▶ [PASSAGE]
——

So a unitary matrix satisfies finds
U dagger equals U inverse.
A Hermitian matrix satisfies H is equal to H dagger.

And sigma x, sigma y, sigma z are both unitary and Hermitian.

So if we take minus i, i and 1 minus 1,
so if we take the transpose of this
and take its complex conjugate, we get the same thing here.
We get the same thing here.
And we get the same thing here.
And that's what it means for this to be Hermitian.
So this is a dagger and not a plus.
It's a dagger and not a transpose the way
it looked like.
I'm sorry I meant to write dagger.
But I didn't draw the--
I didn't draw this upper thing quite as well as I should.
OK, so the fact we need, both unitary and Hermitian matrices
of dimension d have d eigenvectors.

Dimension d have d eigenvectors.

And these are, well, they're all orthogonal.
And you can-- and since eigenvectors aren't--
the length of eigenvectors is not specified,
you can assume that there are all units.
So you can assume that they're all orthonormal.

——

▶ [PROBLEM A]
Repeat everything in the passage on matrices from "So this is a" down to "as I should.".
▶ [PROBLEM B]
According to the passage on matrices, how many eigenvectors do unitary and Hermitian matrices of dimension d have?

▶ [STORED DATA]
——

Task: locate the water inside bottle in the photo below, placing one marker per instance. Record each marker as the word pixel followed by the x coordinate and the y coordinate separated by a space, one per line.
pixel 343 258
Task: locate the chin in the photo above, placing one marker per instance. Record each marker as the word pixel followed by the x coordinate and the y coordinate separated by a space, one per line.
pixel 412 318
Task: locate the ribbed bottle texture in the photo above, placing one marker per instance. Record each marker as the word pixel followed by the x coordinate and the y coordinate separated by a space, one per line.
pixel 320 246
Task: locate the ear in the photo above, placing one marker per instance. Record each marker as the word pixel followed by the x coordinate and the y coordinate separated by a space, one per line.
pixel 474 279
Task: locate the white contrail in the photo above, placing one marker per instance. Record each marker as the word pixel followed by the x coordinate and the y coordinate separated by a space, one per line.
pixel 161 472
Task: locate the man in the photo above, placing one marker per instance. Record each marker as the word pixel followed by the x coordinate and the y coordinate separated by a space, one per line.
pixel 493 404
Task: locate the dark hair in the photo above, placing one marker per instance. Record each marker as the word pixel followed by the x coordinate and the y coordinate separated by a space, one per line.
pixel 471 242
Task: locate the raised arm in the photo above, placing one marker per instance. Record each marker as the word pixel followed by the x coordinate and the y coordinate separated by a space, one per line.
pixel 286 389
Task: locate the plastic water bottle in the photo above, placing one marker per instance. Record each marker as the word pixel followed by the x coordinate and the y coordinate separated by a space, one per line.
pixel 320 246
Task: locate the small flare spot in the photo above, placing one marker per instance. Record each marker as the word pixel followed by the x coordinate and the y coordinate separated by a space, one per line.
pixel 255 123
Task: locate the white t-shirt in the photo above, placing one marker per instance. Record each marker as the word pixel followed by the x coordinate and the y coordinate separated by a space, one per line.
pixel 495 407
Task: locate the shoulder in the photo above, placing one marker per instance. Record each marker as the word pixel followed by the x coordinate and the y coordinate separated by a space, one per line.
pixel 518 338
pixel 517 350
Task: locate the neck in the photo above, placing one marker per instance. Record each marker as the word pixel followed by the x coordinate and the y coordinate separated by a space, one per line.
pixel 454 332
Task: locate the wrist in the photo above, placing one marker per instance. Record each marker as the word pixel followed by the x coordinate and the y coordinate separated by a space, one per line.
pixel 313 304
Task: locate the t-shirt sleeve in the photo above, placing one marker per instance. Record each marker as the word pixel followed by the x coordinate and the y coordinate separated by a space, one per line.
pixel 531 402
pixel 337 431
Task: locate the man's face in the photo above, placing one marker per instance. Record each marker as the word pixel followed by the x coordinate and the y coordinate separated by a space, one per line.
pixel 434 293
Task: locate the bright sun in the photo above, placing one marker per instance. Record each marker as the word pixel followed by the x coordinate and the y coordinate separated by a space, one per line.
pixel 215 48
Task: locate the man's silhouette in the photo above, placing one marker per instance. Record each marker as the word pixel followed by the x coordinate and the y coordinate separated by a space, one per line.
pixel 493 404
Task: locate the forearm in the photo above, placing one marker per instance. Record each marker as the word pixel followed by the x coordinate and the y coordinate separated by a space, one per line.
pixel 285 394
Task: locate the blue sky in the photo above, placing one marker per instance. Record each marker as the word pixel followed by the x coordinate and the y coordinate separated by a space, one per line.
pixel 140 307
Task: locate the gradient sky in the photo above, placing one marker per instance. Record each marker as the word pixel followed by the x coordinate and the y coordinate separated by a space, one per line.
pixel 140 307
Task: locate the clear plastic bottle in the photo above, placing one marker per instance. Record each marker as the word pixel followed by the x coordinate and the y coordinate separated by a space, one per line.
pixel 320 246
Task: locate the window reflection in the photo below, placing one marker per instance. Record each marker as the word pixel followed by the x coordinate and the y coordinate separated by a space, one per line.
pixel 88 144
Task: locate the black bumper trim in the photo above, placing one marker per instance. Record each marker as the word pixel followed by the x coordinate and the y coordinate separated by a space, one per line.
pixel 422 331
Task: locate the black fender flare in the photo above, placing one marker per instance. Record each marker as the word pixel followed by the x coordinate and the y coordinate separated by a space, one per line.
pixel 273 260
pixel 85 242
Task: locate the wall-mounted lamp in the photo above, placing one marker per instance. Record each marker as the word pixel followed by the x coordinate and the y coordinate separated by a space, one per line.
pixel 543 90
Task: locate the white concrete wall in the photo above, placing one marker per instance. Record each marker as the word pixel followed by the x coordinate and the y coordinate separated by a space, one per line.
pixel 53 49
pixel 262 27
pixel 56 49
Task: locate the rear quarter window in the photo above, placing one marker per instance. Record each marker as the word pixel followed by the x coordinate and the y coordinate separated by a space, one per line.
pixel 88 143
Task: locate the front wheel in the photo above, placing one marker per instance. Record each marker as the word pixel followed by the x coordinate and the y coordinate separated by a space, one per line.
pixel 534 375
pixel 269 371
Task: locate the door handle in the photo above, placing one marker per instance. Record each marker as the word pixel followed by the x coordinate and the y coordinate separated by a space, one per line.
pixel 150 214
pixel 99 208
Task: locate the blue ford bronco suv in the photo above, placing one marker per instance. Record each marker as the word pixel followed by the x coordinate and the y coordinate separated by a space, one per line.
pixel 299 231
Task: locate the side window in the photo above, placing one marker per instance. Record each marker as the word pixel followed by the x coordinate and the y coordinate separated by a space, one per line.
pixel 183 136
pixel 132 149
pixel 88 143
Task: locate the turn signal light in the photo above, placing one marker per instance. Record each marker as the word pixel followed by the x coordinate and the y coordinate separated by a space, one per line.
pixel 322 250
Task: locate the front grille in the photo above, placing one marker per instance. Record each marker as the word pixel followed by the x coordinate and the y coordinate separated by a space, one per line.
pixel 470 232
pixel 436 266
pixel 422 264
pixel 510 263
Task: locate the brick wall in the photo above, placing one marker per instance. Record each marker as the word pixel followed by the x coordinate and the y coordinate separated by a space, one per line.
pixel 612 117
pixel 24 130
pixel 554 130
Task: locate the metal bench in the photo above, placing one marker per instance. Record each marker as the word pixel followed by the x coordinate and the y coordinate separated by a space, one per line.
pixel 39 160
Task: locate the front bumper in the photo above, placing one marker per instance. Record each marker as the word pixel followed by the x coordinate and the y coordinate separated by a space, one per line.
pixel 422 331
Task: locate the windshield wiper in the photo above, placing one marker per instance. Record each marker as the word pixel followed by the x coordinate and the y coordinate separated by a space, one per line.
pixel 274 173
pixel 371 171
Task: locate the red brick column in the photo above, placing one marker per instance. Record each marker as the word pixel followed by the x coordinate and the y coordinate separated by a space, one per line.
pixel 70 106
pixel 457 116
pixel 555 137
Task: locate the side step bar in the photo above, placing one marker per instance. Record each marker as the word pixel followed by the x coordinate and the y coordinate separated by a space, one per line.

——

▶ [WRITTEN RESPONSE A]
So this is a dagger and not a plus.
It's a dagger and not a transpose the way
it looked like.
I'm sorry I meant to write dagger.
But I didn't draw the--
I didn't draw this upper thing quite as well as I should.

▶ [WRITTEN RESPONSE B]
They have d eigenvectors.